Challenges>
• a. From the article on Uruguay's World Cup squad, list every player it names together with the occupation or field of study it gives for that player.
• b. State how many lines of the records contain the string "pocket", with case counting. Give only the number.

Excerpt to read>
Uruguay’s students and semi-pros set for big stage
South Americans have given up a lot to make it to the World Cup and are determined to make most of it, they tell
A strong smell wafts through the ground floor of the Celtic Manor hotel in south Wales. As you approach a little closer, the smell is accompanied by a faint sizzling noise: the rendering of fat, the lick of flame.
Finally, out on the patio, all is revealed. A giant open grill, covered from end to end in dozens of thick steaks: 30 kilograms of them, to be precise. The Uruguayans have arrived.
“We call it asado,” says Diego Magno, a stern-looking back-rower with sunken eyes and forearms as beefy as his dinner. “It’s like a barbecue. Meat and fire.”
Naturally, they have brought their own supplies: all the beef is certified Uruguayan, dispatched from home with the compliments of the country’s National Meat Institute.
“No hormones, no antibiotics,” insists Ignacio, the team media officer, waving a hand across the rows of gently charring steaks.
With just days to go before Uruguay
‘We don’t think about winning or losing. We concentrate on getting the best out of every player’
begin their World Cup campaign today against Wales at the Millennium Stadium – a game in which the bookmakers have priced them at 500-1 – part of you wonders whether a meat feast is really the ideal preparation. And yet, asado is close to a religion in Uruguay, and many of their squad visiting Britain for the first time are keen to install a few home comforts in this strange foreign land.
Players and staff stroll through corridors clutching little metal goblets of mate, the traditional South American herbal drink.
In a competition where their resolve and unity will be tested like never before, opportunities for team-building are rarely spurned. A rare day off on Thursday sees about a dozen members of the squad trooping off to play crazy golf.
The rest of the time is spent training, preparing, chilling out. For many players, this last activity is a luxury beyond measure. The Uruguayans are almost entirely semi-professional, with most combining their sport with a day job or university study.
Captain Santiago Vilaseca is a banker, Nicolas Klappenbach is a doctor, Jeronimo Etcheverry an economics student. And so relaxation is an indulgence with which few are familiar.
“We rest like professional players,” marvels Magno, who runs a software and digital media company. “That’s a difference. In Uruguay, we can’t rest a lot of the time, because we have to go to study or go to work, and then we have to train.”
Front-rower German Kessler, an agronomy student, adds: “It’s not easy, especially for young kids. It requires a lot of will to play rugby, because it’s not very popular in Uruguay. Not as popular as football, anyway. The main difference is that we’re a mainly amateur team, and everyone else is basically professional.”
Expectations of this Uruguay team remain low. Ranked 19th in the world, their record inspires only pity. They have played 45 times against their neighbours Argentina, and lost every single time.
England beat them 113-13 on their way to winning the World Cup in 2003, and the fear is that after being drawn in the so-called Pool of Death,
Los Teros (The Lapwings) have been written off by most observers as fodder, try-scoring practice for the others in the group.
And they are probably right. Yet when the big sides begin to run up Space Invaders scores against them, perhaps we should withhold our derision, and recognise the obstacles the Uruguayans have faced simply to get here in the first place.

Extracted data>
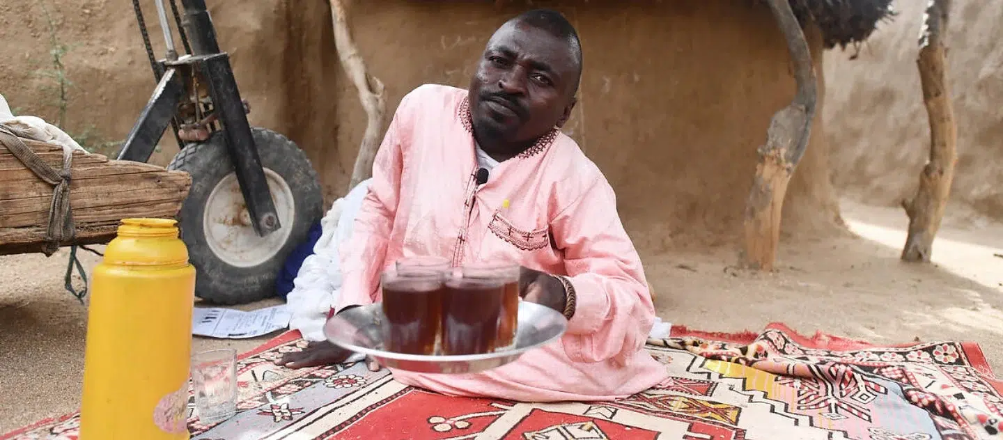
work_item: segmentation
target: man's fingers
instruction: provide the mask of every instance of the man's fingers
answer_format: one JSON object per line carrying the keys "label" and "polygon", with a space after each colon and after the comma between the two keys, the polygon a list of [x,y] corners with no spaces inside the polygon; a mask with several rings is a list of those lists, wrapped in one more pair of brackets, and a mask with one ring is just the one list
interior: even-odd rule
{"label": "man's fingers", "polygon": [[379,362],[376,362],[376,360],[370,356],[366,356],[366,367],[369,368],[369,371],[379,371],[380,369]]}

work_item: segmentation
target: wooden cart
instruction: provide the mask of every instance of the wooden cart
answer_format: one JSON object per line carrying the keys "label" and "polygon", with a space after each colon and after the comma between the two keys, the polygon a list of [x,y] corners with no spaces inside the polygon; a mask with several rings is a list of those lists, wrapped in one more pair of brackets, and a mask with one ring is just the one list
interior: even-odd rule
{"label": "wooden cart", "polygon": [[[17,140],[52,171],[62,173],[67,157],[61,146]],[[51,174],[39,175],[25,163],[30,157],[25,150],[15,154],[19,146],[10,144],[17,140],[0,133],[0,255],[48,256],[60,246],[106,244],[122,218],[175,217],[192,185],[185,171],[73,150],[64,192],[61,181],[53,183]],[[60,198],[69,206],[62,221]],[[60,224],[65,224],[62,231]]]}

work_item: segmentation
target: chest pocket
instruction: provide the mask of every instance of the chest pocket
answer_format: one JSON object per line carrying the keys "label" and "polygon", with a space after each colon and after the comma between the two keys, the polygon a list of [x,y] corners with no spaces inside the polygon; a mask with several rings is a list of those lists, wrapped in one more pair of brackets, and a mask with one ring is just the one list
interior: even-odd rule
{"label": "chest pocket", "polygon": [[522,251],[538,251],[551,245],[549,227],[541,229],[519,228],[498,211],[495,211],[491,216],[487,229],[498,239]]}

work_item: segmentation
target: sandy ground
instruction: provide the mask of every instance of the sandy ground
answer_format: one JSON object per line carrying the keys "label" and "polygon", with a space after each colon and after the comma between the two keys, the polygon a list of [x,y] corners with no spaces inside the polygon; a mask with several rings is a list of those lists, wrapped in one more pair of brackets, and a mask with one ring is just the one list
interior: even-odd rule
{"label": "sandy ground", "polygon": [[[660,316],[710,331],[782,321],[875,343],[969,340],[1003,371],[1003,225],[947,221],[934,265],[898,260],[900,209],[844,204],[860,238],[786,244],[773,275],[730,268],[718,249],[646,258]],[[86,310],[63,291],[66,253],[0,257],[0,432],[79,405]],[[84,256],[88,268],[97,258]],[[250,306],[276,304],[267,301]],[[263,339],[194,340],[194,349],[246,351]]]}

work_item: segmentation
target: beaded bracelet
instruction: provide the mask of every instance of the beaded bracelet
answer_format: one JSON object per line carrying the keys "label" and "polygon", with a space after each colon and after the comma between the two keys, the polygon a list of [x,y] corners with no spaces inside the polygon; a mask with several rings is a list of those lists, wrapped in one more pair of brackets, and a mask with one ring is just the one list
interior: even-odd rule
{"label": "beaded bracelet", "polygon": [[578,295],[575,293],[575,286],[571,284],[571,280],[568,277],[556,275],[554,278],[558,279],[565,288],[565,311],[564,316],[568,320],[571,320],[575,316],[576,303],[578,303]]}

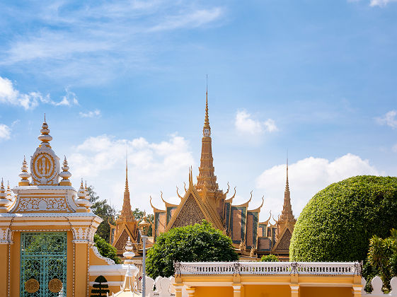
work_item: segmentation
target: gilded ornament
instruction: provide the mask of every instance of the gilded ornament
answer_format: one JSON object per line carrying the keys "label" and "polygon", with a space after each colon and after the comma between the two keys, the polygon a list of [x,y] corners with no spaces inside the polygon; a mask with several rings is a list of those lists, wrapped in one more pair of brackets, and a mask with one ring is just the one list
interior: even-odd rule
{"label": "gilded ornament", "polygon": [[52,293],[58,293],[62,289],[62,282],[59,279],[52,279],[48,282],[48,289]]}
{"label": "gilded ornament", "polygon": [[28,293],[35,293],[39,291],[40,284],[35,279],[30,279],[25,283],[25,290]]}

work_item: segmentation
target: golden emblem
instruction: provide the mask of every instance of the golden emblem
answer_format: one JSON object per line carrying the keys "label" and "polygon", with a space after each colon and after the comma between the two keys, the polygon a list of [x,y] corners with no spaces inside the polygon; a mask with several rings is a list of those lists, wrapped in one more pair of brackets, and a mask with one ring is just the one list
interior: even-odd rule
{"label": "golden emblem", "polygon": [[62,282],[59,279],[52,279],[48,282],[48,289],[52,293],[58,293],[62,289]]}
{"label": "golden emblem", "polygon": [[30,279],[25,283],[25,290],[28,293],[35,293],[39,291],[40,284],[35,279]]}

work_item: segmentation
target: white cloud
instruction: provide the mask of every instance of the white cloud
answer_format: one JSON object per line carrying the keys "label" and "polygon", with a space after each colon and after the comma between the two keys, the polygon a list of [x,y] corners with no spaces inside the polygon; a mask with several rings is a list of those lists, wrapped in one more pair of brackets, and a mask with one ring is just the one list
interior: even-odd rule
{"label": "white cloud", "polygon": [[369,3],[370,6],[381,6],[384,7],[389,3],[396,2],[397,0],[371,0]]}
{"label": "white cloud", "polygon": [[[143,137],[132,140],[102,135],[90,137],[74,148],[68,157],[70,171],[78,182],[87,178],[104,199],[110,199],[120,209],[125,178],[125,153],[128,152],[128,179],[132,207],[151,211],[153,203],[163,206],[159,199],[176,196],[176,182],[188,179],[188,168],[194,165],[187,141],[171,135],[164,141],[151,143]],[[91,182],[95,181],[95,183]],[[77,184],[74,183],[76,186]]]}
{"label": "white cloud", "polygon": [[218,19],[223,11],[220,7],[211,9],[200,9],[177,16],[172,16],[158,25],[149,29],[149,32],[164,31],[180,28],[196,28]]}
{"label": "white cloud", "polygon": [[[265,191],[263,211],[271,210],[275,217],[282,209],[285,175],[285,165],[278,165],[265,170],[256,179],[256,187]],[[379,175],[379,172],[368,160],[351,153],[333,161],[309,157],[290,164],[289,180],[294,214],[297,217],[309,200],[328,185],[360,175]]]}
{"label": "white cloud", "polygon": [[11,129],[4,124],[0,124],[0,139],[9,139]]}
{"label": "white cloud", "polygon": [[100,110],[95,110],[89,111],[88,112],[79,112],[79,114],[81,117],[100,117]]}
{"label": "white cloud", "polygon": [[[347,2],[359,2],[361,0],[347,0]],[[396,2],[397,0],[370,0],[370,6],[380,6],[384,7],[388,4],[391,2]]]}
{"label": "white cloud", "polygon": [[34,109],[40,103],[55,106],[78,105],[76,95],[67,89],[66,92],[67,94],[61,101],[55,102],[51,99],[49,94],[42,95],[40,92],[22,93],[14,88],[11,81],[0,76],[0,103],[19,106],[26,110]]}
{"label": "white cloud", "polygon": [[[194,2],[121,0],[74,6],[38,2],[10,9],[13,15],[5,10],[5,22],[16,13],[40,25],[0,45],[0,65],[30,73],[40,69],[40,75],[75,84],[100,84],[132,68],[157,68],[154,55],[175,51],[163,42],[159,46],[166,34],[208,26],[224,14],[221,7]],[[159,32],[164,35],[152,36]]]}
{"label": "white cloud", "polygon": [[377,117],[376,120],[381,124],[386,124],[393,129],[397,128],[397,110],[391,110],[386,113],[385,115],[381,117]]}
{"label": "white cloud", "polygon": [[274,132],[278,130],[274,120],[268,119],[265,122],[253,120],[251,115],[245,110],[237,112],[234,125],[237,132],[251,135],[258,135],[264,132]]}

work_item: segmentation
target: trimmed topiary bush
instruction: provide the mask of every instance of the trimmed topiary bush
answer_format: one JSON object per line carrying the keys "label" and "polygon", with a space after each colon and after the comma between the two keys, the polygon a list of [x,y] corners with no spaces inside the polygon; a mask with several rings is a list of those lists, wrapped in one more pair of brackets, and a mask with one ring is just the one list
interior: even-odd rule
{"label": "trimmed topiary bush", "polygon": [[291,240],[292,261],[364,260],[369,239],[397,228],[397,177],[355,176],[311,198]]}
{"label": "trimmed topiary bush", "polygon": [[260,258],[260,262],[279,262],[279,260],[275,255],[270,254],[263,255]]}
{"label": "trimmed topiary bush", "polygon": [[231,240],[211,223],[174,228],[160,235],[149,250],[146,273],[155,279],[174,274],[173,262],[236,261],[238,255]]}

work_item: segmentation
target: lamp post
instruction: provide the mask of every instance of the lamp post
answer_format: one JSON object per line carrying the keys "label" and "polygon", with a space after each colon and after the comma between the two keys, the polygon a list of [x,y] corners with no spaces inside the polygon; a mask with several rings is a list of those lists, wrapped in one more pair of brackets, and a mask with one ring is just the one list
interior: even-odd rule
{"label": "lamp post", "polygon": [[141,238],[142,238],[142,243],[144,244],[142,253],[142,297],[145,297],[146,293],[146,240],[147,239],[147,231],[149,225],[150,223],[146,220],[146,214],[144,214],[142,221],[138,224],[138,228],[141,233]]}

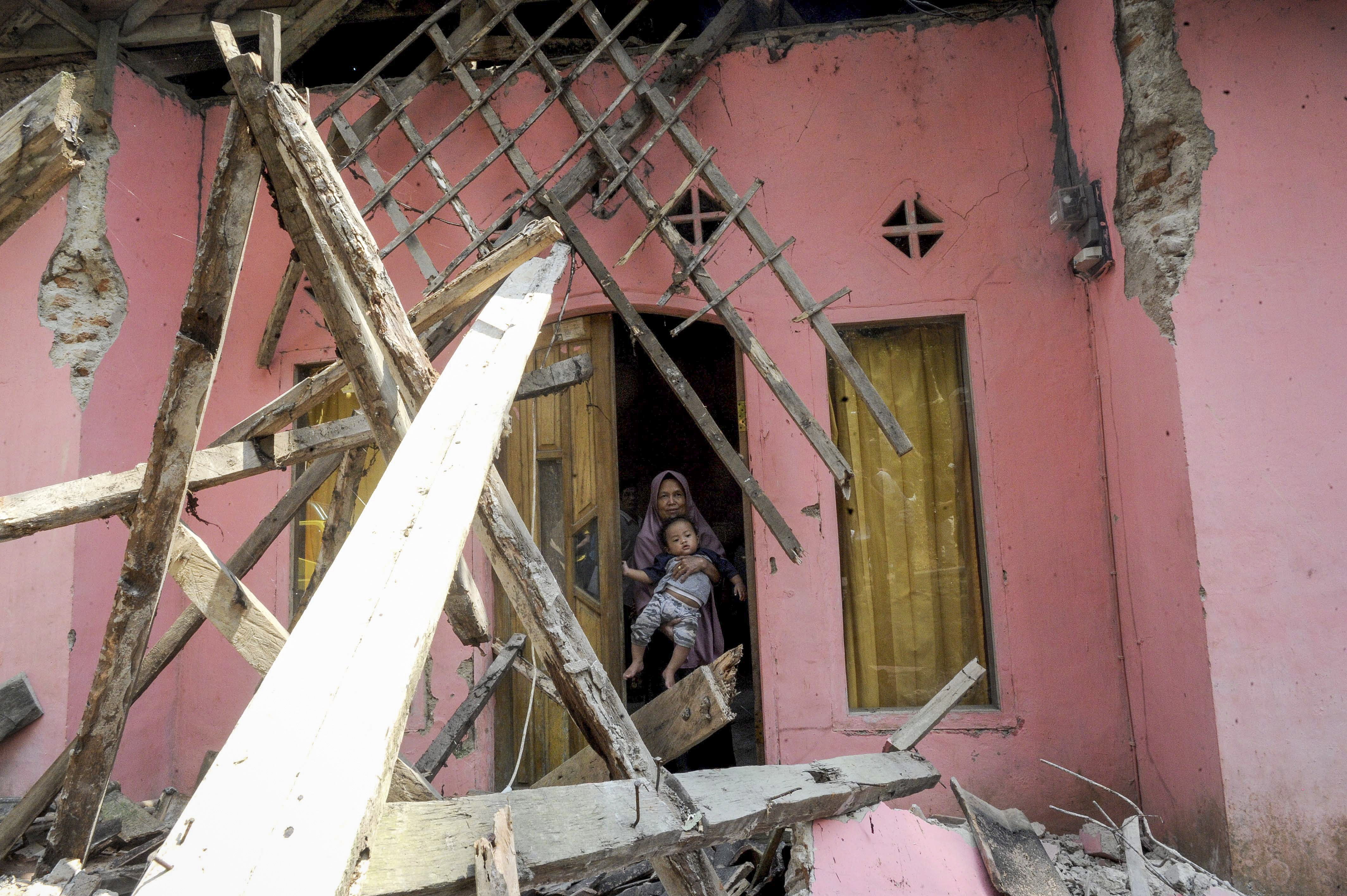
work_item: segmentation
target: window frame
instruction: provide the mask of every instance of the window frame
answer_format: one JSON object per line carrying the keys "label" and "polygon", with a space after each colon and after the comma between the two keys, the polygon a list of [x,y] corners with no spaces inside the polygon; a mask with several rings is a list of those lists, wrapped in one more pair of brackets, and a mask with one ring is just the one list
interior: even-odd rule
{"label": "window frame", "polygon": [[[974,508],[981,535],[978,558],[982,563],[982,608],[983,627],[987,639],[987,675],[991,703],[981,706],[958,706],[940,722],[942,729],[952,730],[1014,730],[1018,714],[1013,678],[1009,672],[1009,649],[1005,633],[1009,631],[1005,582],[997,570],[1005,569],[1001,562],[1001,539],[997,527],[995,503],[987,496],[995,494],[995,476],[990,434],[979,424],[979,408],[991,400],[986,389],[982,358],[982,333],[978,321],[977,303],[968,299],[939,302],[913,302],[901,306],[859,302],[847,307],[830,307],[828,319],[838,330],[901,326],[927,322],[962,322],[963,376],[968,391],[966,412],[970,451],[974,465]],[[822,376],[827,383],[827,358],[823,360]],[[831,393],[824,387],[826,399]],[[820,420],[822,422],[822,420]],[[828,690],[832,706],[832,730],[843,734],[889,734],[909,719],[920,707],[851,709],[846,683],[846,644],[842,625],[842,544],[838,517],[842,512],[836,489],[827,499],[831,508],[831,528],[824,521],[824,540],[831,566],[831,582],[836,594],[835,612],[827,618]],[[820,558],[822,559],[822,558]]]}

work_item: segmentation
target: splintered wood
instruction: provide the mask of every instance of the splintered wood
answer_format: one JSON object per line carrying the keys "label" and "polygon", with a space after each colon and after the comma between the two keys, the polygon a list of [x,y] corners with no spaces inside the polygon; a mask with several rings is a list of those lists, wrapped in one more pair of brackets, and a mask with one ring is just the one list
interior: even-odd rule
{"label": "splintered wood", "polygon": [[62,71],[0,116],[0,243],[84,167],[74,90]]}
{"label": "splintered wood", "polygon": [[141,892],[349,884],[550,287],[502,290],[463,338]]}

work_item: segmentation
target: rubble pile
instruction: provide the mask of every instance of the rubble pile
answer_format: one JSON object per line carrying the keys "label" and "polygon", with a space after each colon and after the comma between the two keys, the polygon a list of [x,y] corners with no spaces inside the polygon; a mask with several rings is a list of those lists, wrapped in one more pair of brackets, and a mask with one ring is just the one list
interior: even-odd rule
{"label": "rubble pile", "polygon": [[[742,839],[709,849],[727,896],[779,896],[784,892],[791,858],[791,831],[772,839]],[[667,891],[649,862],[605,872],[568,884],[525,889],[523,896],[665,896]],[[5,896],[0,891],[0,896]]]}
{"label": "rubble pile", "polygon": [[[128,896],[186,804],[187,796],[172,787],[159,799],[137,803],[109,781],[89,860],[62,860],[47,873],[40,873],[39,862],[55,812],[39,815],[28,825],[23,843],[0,862],[0,896]],[[0,803],[0,818],[12,807],[12,800]]]}

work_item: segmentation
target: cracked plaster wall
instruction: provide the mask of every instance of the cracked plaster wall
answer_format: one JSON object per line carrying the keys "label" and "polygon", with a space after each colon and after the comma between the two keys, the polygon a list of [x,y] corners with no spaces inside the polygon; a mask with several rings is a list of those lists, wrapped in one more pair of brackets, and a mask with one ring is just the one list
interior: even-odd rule
{"label": "cracked plaster wall", "polygon": [[1175,294],[1192,263],[1202,174],[1216,152],[1202,93],[1179,58],[1173,0],[1114,0],[1123,117],[1114,217],[1127,295],[1171,342]]}
{"label": "cracked plaster wall", "polygon": [[127,280],[108,241],[108,167],[120,143],[112,123],[85,113],[85,166],[66,194],[66,229],[38,290],[38,315],[53,333],[48,357],[70,368],[70,392],[89,404],[93,375],[127,318]]}

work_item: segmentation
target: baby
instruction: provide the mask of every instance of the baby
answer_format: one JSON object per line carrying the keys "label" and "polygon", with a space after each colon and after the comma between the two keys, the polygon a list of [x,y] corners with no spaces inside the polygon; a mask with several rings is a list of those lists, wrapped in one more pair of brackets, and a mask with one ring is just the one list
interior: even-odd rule
{"label": "baby", "polygon": [[[645,647],[655,629],[671,625],[674,629],[674,656],[664,668],[664,686],[674,687],[674,672],[683,666],[688,651],[696,644],[696,617],[711,597],[711,578],[706,573],[692,573],[682,582],[675,581],[672,567],[683,556],[700,554],[717,567],[726,566],[723,558],[710,550],[698,550],[696,527],[686,516],[675,516],[660,530],[667,554],[660,554],[644,570],[633,570],[622,563],[622,575],[645,585],[655,585],[655,594],[645,609],[632,622],[632,664],[622,678],[632,679],[645,668]],[[737,573],[735,573],[737,577]],[[656,585],[656,582],[659,582]]]}

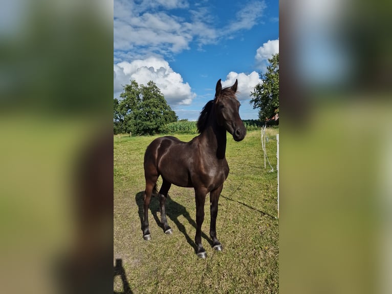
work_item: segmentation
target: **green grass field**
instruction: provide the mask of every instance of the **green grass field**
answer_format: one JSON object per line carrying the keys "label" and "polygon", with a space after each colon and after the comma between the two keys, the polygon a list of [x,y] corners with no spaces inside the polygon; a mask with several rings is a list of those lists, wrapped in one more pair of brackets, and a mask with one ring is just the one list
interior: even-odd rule
{"label": "green grass field", "polygon": [[[219,200],[216,232],[223,251],[210,245],[208,197],[202,240],[207,258],[192,246],[196,209],[192,188],[172,185],[166,201],[165,235],[160,226],[159,203],[150,205],[152,240],[143,239],[141,219],[144,177],[143,159],[156,136],[114,136],[114,255],[121,259],[133,293],[277,293],[278,220],[277,211],[276,140],[278,129],[269,129],[268,163],[264,169],[260,131],[248,132],[241,142],[228,133],[226,157],[230,172]],[[183,141],[194,135],[178,135]],[[162,182],[158,181],[158,185]],[[120,277],[114,290],[121,292]]]}

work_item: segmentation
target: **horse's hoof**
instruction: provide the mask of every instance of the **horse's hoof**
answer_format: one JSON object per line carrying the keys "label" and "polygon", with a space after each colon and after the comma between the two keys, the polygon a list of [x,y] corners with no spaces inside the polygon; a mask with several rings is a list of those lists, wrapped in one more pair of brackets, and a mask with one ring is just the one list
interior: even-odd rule
{"label": "horse's hoof", "polygon": [[168,228],[167,230],[165,231],[165,234],[166,234],[167,235],[171,235],[173,234],[173,230],[171,228]]}
{"label": "horse's hoof", "polygon": [[219,244],[218,245],[215,245],[212,248],[213,248],[216,251],[222,251],[222,245],[221,244]]}
{"label": "horse's hoof", "polygon": [[200,257],[200,258],[202,258],[203,259],[204,259],[207,257],[207,253],[206,253],[205,251],[203,252],[199,252],[199,253],[198,253],[198,256]]}

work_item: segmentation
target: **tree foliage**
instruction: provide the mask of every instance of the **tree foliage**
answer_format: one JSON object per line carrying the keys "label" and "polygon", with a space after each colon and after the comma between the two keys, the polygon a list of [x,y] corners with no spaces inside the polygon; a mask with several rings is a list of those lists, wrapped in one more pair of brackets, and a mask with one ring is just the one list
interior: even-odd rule
{"label": "tree foliage", "polygon": [[279,53],[273,55],[268,61],[267,72],[260,74],[262,82],[251,93],[250,103],[253,109],[259,109],[258,116],[263,121],[279,113]]}
{"label": "tree foliage", "polygon": [[147,86],[139,86],[132,80],[130,84],[124,86],[120,97],[120,100],[114,99],[115,134],[159,133],[166,123],[177,121],[178,118],[153,81]]}

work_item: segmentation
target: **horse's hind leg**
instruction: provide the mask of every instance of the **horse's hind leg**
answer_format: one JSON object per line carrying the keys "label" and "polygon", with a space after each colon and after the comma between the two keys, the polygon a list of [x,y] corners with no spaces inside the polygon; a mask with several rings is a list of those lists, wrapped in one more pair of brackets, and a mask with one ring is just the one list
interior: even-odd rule
{"label": "horse's hind leg", "polygon": [[218,215],[218,201],[221,192],[223,188],[223,184],[217,188],[211,191],[210,193],[211,223],[210,224],[210,236],[212,239],[212,247],[217,251],[222,251],[222,246],[216,238],[216,217]]}
{"label": "horse's hind leg", "polygon": [[151,240],[151,235],[148,225],[148,207],[151,201],[151,195],[155,184],[158,180],[158,176],[154,176],[151,179],[146,178],[146,190],[144,196],[144,220],[143,223],[143,238],[145,240]]}
{"label": "horse's hind leg", "polygon": [[171,183],[168,182],[165,179],[162,177],[163,180],[163,183],[162,184],[161,189],[159,190],[159,204],[160,206],[161,211],[161,222],[163,225],[163,230],[165,234],[171,234],[173,233],[173,230],[167,224],[167,220],[166,217],[166,207],[165,203],[166,202],[166,198],[167,197],[167,192],[169,192]]}

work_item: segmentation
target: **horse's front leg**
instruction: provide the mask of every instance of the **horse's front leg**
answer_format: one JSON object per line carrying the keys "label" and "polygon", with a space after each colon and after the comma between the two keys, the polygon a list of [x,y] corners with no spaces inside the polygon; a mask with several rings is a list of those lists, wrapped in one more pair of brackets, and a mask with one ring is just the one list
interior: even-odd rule
{"label": "horse's front leg", "polygon": [[203,190],[195,188],[196,200],[196,235],[194,242],[196,243],[196,254],[201,258],[207,257],[206,250],[202,245],[202,225],[204,221],[204,203],[206,201],[206,192]]}
{"label": "horse's front leg", "polygon": [[212,247],[217,251],[222,251],[222,245],[216,238],[216,217],[218,215],[218,201],[223,184],[210,193],[210,209],[211,211],[211,223],[210,223],[210,236],[212,239]]}

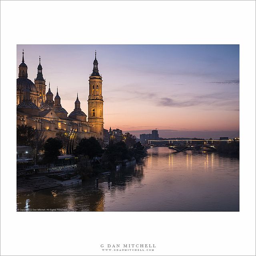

Results>
• a.
- Santiago Vilaseca (captain): banker
- Nicolas Klappenbach: doctor
- Jeronimo Etcheverry: economics student
- Diego Magno: runs a software and digital media company
- German Kessler: agronomy student

• b. 3